Exercise instructions ▸
The lines below from the one with "rider's hand shown above." up to and including the one with "tiled roof shown above." are what you should set down, exactly and without pictures.

Natural language region descriptions
Start of Block
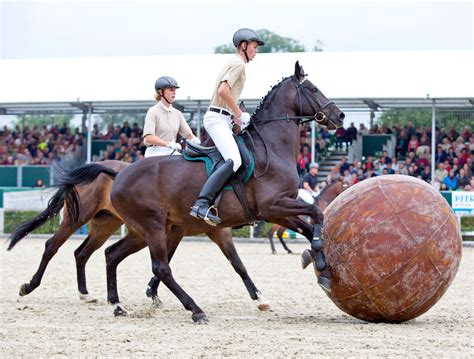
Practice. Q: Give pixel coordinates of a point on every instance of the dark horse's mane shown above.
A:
(265, 98)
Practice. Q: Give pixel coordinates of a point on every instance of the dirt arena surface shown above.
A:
(303, 322)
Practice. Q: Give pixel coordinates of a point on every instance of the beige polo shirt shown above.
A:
(234, 74)
(165, 123)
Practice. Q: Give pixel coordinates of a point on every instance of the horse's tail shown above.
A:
(66, 183)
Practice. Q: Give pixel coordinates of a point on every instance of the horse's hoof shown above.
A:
(156, 302)
(23, 290)
(87, 298)
(317, 245)
(306, 259)
(120, 311)
(200, 318)
(325, 284)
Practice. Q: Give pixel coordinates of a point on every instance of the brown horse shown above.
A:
(154, 195)
(327, 195)
(96, 209)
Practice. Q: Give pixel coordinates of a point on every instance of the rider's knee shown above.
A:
(237, 163)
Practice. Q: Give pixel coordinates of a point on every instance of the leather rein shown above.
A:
(319, 117)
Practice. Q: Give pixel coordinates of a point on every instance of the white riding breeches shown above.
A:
(160, 151)
(219, 127)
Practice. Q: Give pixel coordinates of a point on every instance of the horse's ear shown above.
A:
(299, 72)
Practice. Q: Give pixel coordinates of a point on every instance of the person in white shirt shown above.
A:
(163, 122)
(218, 122)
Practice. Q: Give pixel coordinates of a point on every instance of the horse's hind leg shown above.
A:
(51, 247)
(114, 254)
(223, 238)
(102, 226)
(157, 243)
(280, 232)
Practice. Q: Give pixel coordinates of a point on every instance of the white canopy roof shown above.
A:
(351, 79)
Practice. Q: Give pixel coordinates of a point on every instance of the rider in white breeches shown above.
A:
(218, 121)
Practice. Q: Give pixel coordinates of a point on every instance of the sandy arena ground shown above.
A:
(303, 322)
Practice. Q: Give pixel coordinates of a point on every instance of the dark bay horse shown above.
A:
(327, 195)
(94, 207)
(154, 197)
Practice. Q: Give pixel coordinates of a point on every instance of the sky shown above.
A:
(49, 29)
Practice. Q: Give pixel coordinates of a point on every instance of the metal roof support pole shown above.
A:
(89, 134)
(198, 129)
(433, 140)
(313, 141)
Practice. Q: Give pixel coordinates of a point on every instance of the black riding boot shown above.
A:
(213, 186)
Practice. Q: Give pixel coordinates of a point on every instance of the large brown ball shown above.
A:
(393, 247)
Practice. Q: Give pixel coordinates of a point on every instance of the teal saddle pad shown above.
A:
(245, 171)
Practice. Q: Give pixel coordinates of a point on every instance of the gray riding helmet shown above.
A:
(246, 35)
(164, 82)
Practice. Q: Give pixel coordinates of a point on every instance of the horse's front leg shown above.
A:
(223, 238)
(271, 232)
(115, 254)
(173, 238)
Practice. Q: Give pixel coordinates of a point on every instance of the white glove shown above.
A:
(196, 140)
(245, 120)
(173, 145)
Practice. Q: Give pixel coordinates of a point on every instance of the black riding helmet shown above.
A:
(165, 82)
(246, 35)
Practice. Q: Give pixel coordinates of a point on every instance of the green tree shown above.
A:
(104, 120)
(40, 120)
(273, 43)
(446, 119)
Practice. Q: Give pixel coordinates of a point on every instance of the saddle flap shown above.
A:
(194, 150)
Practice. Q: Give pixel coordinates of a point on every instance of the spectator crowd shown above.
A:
(33, 145)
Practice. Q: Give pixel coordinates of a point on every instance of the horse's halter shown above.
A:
(319, 116)
(302, 92)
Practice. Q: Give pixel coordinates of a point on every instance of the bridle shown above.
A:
(319, 116)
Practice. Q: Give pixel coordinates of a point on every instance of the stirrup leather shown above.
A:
(206, 218)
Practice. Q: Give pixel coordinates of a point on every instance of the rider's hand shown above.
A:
(245, 120)
(196, 140)
(175, 146)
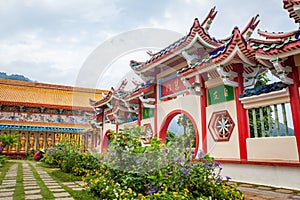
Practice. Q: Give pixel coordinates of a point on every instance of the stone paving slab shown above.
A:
(78, 189)
(33, 197)
(53, 186)
(32, 184)
(6, 198)
(7, 190)
(32, 191)
(6, 194)
(31, 187)
(61, 194)
(6, 186)
(56, 189)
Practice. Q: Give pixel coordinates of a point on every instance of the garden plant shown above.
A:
(129, 169)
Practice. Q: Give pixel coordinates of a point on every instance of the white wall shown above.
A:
(189, 103)
(272, 148)
(224, 149)
(276, 176)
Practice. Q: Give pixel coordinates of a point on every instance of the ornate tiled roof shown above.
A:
(262, 89)
(285, 43)
(47, 95)
(196, 29)
(292, 7)
(220, 54)
(42, 126)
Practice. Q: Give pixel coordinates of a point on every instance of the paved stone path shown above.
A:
(30, 184)
(33, 191)
(253, 192)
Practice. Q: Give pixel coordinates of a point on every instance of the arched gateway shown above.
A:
(213, 81)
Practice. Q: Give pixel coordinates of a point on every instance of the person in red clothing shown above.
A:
(39, 155)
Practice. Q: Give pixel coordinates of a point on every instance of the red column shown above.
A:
(140, 115)
(242, 114)
(117, 128)
(203, 105)
(155, 111)
(103, 121)
(295, 104)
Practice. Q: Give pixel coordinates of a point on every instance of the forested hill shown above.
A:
(18, 77)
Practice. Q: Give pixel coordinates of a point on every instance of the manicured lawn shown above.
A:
(56, 174)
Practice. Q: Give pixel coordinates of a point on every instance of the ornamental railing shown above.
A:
(270, 121)
(269, 110)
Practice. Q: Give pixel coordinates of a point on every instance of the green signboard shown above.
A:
(220, 94)
(148, 112)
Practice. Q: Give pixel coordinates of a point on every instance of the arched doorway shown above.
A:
(105, 141)
(179, 126)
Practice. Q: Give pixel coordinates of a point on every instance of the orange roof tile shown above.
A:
(29, 93)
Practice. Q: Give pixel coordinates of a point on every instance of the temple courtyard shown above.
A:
(33, 181)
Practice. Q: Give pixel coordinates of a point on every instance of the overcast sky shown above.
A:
(49, 40)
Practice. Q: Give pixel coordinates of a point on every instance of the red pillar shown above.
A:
(242, 114)
(203, 105)
(103, 121)
(140, 115)
(295, 104)
(117, 128)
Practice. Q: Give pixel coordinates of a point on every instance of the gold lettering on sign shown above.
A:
(169, 86)
(225, 92)
(176, 84)
(215, 95)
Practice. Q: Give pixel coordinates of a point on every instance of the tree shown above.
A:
(262, 80)
(189, 136)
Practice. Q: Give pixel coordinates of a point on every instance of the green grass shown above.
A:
(4, 170)
(45, 192)
(64, 177)
(19, 191)
(61, 176)
(56, 174)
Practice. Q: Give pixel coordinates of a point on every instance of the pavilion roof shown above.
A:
(281, 42)
(293, 7)
(42, 126)
(46, 95)
(197, 30)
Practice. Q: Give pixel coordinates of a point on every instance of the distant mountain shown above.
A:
(18, 77)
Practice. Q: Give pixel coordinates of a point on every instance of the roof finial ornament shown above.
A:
(248, 30)
(208, 20)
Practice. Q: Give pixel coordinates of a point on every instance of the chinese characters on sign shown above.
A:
(148, 113)
(172, 86)
(220, 94)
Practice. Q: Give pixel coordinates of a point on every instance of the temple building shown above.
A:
(45, 114)
(251, 129)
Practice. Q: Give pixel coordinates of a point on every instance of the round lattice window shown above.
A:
(221, 126)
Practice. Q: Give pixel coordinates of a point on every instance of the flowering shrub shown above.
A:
(2, 160)
(70, 159)
(130, 170)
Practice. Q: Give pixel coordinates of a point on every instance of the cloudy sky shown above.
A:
(50, 40)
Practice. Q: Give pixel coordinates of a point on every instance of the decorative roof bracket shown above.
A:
(192, 87)
(281, 71)
(147, 102)
(251, 78)
(190, 58)
(226, 76)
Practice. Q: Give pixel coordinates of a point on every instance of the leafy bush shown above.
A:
(131, 170)
(8, 140)
(2, 160)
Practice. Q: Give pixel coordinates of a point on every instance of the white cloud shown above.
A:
(53, 38)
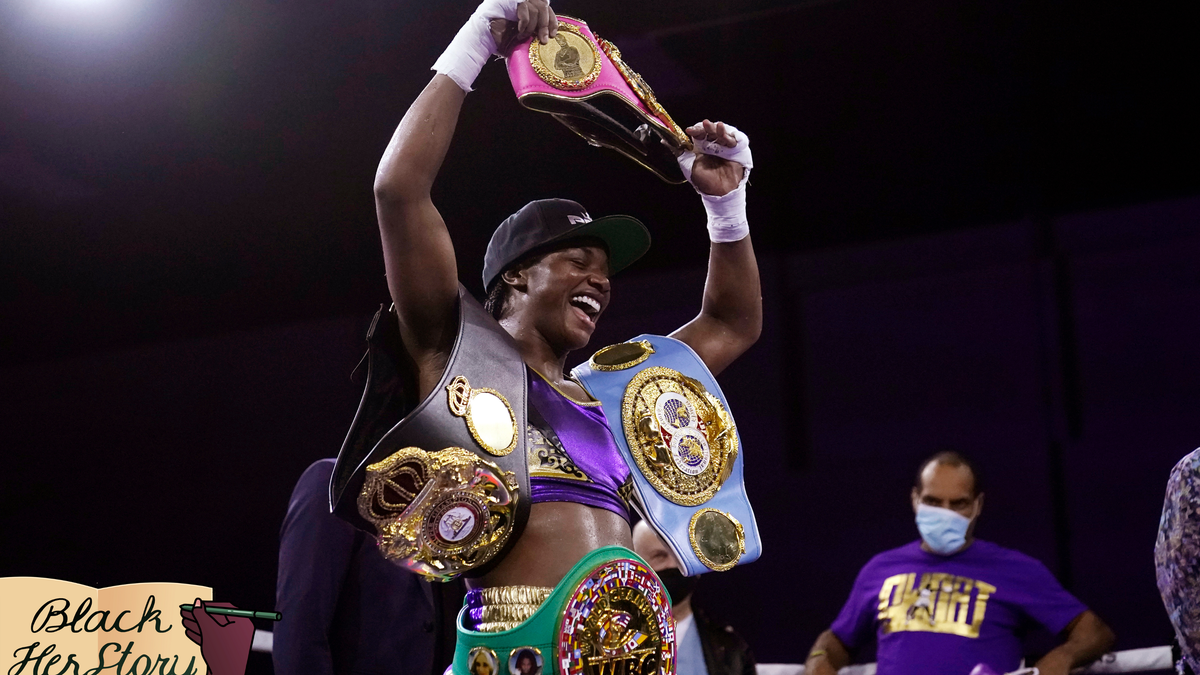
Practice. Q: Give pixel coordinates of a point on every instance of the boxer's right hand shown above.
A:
(534, 18)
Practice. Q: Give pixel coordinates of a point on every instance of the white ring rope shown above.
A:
(1128, 661)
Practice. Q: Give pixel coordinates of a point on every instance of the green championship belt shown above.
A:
(609, 615)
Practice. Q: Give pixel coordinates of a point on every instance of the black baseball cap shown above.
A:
(547, 221)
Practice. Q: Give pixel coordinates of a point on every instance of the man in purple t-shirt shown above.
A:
(949, 602)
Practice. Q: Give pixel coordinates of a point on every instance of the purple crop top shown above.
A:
(582, 465)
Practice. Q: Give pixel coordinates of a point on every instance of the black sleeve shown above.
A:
(316, 549)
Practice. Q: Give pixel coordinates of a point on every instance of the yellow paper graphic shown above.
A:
(48, 626)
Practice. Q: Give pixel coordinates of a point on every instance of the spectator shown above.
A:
(346, 609)
(702, 646)
(948, 602)
(1176, 553)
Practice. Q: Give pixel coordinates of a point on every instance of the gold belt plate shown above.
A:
(682, 437)
(442, 513)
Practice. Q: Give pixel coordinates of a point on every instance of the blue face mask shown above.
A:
(943, 530)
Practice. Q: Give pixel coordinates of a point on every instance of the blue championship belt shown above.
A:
(677, 435)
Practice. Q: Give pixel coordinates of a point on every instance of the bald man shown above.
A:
(949, 602)
(703, 647)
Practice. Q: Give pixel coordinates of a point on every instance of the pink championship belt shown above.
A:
(581, 81)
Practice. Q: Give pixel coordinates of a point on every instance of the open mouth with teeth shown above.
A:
(587, 305)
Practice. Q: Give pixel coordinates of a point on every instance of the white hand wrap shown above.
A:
(726, 213)
(469, 49)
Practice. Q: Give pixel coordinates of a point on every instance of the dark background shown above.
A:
(977, 222)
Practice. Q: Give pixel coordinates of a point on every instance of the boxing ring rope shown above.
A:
(1128, 661)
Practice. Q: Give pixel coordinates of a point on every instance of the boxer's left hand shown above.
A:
(709, 173)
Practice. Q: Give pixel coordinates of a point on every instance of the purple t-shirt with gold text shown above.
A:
(943, 615)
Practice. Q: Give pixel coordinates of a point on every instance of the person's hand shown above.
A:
(712, 174)
(534, 18)
(225, 640)
(1054, 664)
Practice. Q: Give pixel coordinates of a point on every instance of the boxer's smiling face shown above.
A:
(562, 294)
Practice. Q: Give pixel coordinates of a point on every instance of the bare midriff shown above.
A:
(557, 536)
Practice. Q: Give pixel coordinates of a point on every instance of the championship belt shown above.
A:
(582, 82)
(678, 437)
(442, 483)
(609, 615)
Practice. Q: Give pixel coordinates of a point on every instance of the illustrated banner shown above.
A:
(52, 627)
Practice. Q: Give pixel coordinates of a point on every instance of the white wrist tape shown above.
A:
(469, 49)
(726, 213)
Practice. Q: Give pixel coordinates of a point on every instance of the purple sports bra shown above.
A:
(576, 459)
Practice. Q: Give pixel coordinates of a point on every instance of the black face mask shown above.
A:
(677, 585)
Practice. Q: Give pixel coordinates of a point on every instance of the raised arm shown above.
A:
(418, 254)
(423, 275)
(730, 318)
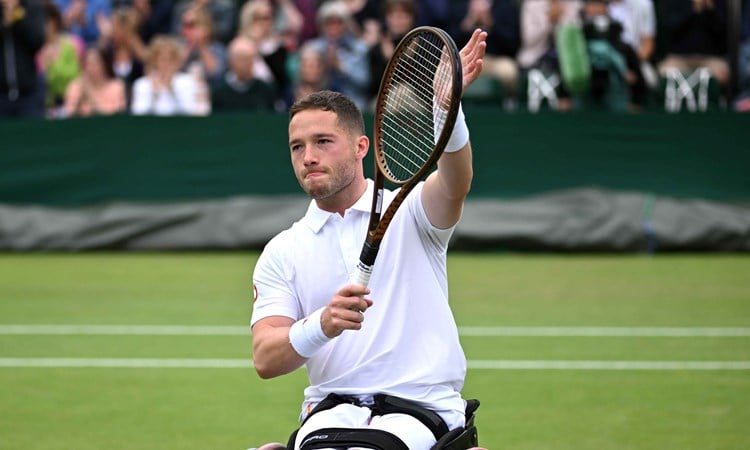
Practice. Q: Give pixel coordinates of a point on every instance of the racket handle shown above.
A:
(361, 275)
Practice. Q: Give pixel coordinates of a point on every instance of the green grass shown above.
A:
(160, 408)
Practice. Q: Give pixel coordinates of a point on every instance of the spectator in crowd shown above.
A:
(257, 22)
(743, 66)
(311, 72)
(96, 91)
(614, 65)
(205, 55)
(436, 13)
(638, 19)
(344, 53)
(21, 37)
(85, 18)
(500, 19)
(164, 90)
(366, 19)
(309, 29)
(400, 17)
(696, 33)
(124, 48)
(223, 14)
(154, 16)
(59, 59)
(539, 20)
(239, 89)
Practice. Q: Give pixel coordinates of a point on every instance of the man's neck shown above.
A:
(345, 199)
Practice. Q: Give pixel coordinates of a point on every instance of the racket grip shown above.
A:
(361, 275)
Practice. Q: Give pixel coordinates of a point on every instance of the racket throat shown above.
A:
(368, 255)
(362, 272)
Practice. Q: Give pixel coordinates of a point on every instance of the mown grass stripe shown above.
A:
(147, 363)
(219, 330)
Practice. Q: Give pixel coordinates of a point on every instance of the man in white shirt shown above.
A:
(398, 337)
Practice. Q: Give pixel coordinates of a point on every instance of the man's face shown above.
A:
(324, 156)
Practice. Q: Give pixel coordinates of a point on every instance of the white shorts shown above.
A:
(415, 435)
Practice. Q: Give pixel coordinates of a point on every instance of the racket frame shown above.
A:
(378, 223)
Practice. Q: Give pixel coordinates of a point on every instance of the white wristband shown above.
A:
(306, 335)
(460, 135)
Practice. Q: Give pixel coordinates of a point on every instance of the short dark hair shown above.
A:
(349, 115)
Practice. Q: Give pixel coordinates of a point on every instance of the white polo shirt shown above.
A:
(408, 345)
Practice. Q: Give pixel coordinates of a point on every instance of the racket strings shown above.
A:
(411, 122)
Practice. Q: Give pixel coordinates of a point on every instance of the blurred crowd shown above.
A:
(72, 58)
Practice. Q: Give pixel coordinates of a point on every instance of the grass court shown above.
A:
(566, 352)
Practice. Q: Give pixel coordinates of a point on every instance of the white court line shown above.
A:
(146, 363)
(200, 330)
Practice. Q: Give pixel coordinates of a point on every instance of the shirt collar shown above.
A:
(316, 218)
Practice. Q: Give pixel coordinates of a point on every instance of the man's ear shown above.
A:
(363, 145)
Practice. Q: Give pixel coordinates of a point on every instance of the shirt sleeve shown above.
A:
(436, 237)
(272, 285)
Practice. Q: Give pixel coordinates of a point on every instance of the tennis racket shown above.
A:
(416, 109)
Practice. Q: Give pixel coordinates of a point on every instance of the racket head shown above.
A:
(417, 105)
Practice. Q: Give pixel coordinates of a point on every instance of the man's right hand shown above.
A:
(345, 311)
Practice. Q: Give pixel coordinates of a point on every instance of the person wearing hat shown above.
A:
(344, 52)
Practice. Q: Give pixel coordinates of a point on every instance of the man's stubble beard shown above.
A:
(339, 179)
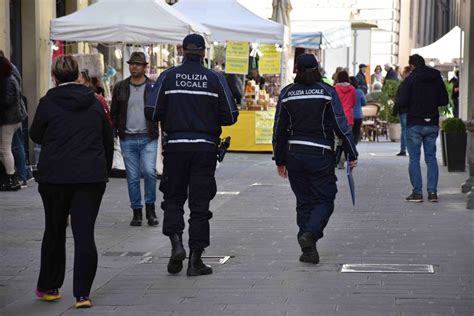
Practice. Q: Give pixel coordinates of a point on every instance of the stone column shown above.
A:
(467, 95)
(467, 186)
(36, 52)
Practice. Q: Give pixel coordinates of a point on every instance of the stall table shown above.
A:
(252, 132)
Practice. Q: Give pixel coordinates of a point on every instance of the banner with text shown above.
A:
(270, 61)
(237, 58)
(264, 127)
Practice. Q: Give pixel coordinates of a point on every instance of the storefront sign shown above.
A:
(237, 58)
(264, 127)
(270, 61)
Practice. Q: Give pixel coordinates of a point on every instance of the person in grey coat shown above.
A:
(12, 113)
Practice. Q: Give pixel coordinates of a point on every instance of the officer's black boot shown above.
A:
(307, 243)
(178, 254)
(196, 266)
(151, 215)
(137, 217)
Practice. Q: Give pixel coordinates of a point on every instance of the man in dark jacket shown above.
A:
(422, 92)
(192, 103)
(402, 112)
(138, 138)
(308, 115)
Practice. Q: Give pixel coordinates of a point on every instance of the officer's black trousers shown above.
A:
(188, 175)
(82, 201)
(313, 180)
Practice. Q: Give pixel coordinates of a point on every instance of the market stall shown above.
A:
(233, 24)
(445, 51)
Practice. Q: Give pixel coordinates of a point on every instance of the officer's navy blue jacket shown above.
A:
(192, 103)
(305, 121)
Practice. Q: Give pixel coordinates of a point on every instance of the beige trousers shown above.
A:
(6, 138)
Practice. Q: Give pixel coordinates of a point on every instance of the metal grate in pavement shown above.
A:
(388, 268)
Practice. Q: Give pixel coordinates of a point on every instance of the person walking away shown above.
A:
(361, 81)
(76, 156)
(455, 93)
(138, 138)
(347, 96)
(358, 115)
(375, 94)
(192, 103)
(255, 76)
(12, 113)
(334, 75)
(391, 73)
(18, 142)
(402, 112)
(376, 76)
(308, 114)
(422, 93)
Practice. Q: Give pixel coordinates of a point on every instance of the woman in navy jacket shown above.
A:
(76, 156)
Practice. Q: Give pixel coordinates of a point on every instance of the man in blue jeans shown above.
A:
(402, 112)
(421, 94)
(138, 138)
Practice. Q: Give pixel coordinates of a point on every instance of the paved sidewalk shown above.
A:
(257, 227)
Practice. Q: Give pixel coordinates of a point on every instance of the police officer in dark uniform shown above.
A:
(308, 113)
(192, 103)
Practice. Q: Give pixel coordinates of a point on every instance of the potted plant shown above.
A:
(455, 139)
(387, 99)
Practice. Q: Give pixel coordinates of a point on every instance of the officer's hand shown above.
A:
(353, 164)
(282, 172)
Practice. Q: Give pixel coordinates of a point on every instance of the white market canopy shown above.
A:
(228, 20)
(446, 49)
(314, 34)
(126, 21)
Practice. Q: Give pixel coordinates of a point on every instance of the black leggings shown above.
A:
(82, 201)
(356, 130)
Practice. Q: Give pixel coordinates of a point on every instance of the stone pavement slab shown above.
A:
(254, 222)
End of Block
Task output ▸
Practice. Q: Give pixel coordinates of a point on every instance of the rider's hand shown above.
A:
(245, 120)
(196, 140)
(175, 146)
Practice. Q: Give pixel coordinates of a point on every instance of the stone paving slab shown above.
A:
(78, 189)
(33, 197)
(53, 186)
(32, 184)
(6, 198)
(7, 190)
(32, 191)
(6, 194)
(31, 187)
(61, 194)
(6, 186)
(56, 189)
Practice. Q: Give pixel coordinates of a point on every instance of the garden plant shown above.
A:
(129, 169)
Practice. Q: Give pixel coordinates of a point on every instance of the white wall shown above.
A:
(189, 103)
(272, 148)
(224, 149)
(276, 176)
Practice. Q: Give pixel coordinates of a point on every instance of the ornate tiled roof shown above.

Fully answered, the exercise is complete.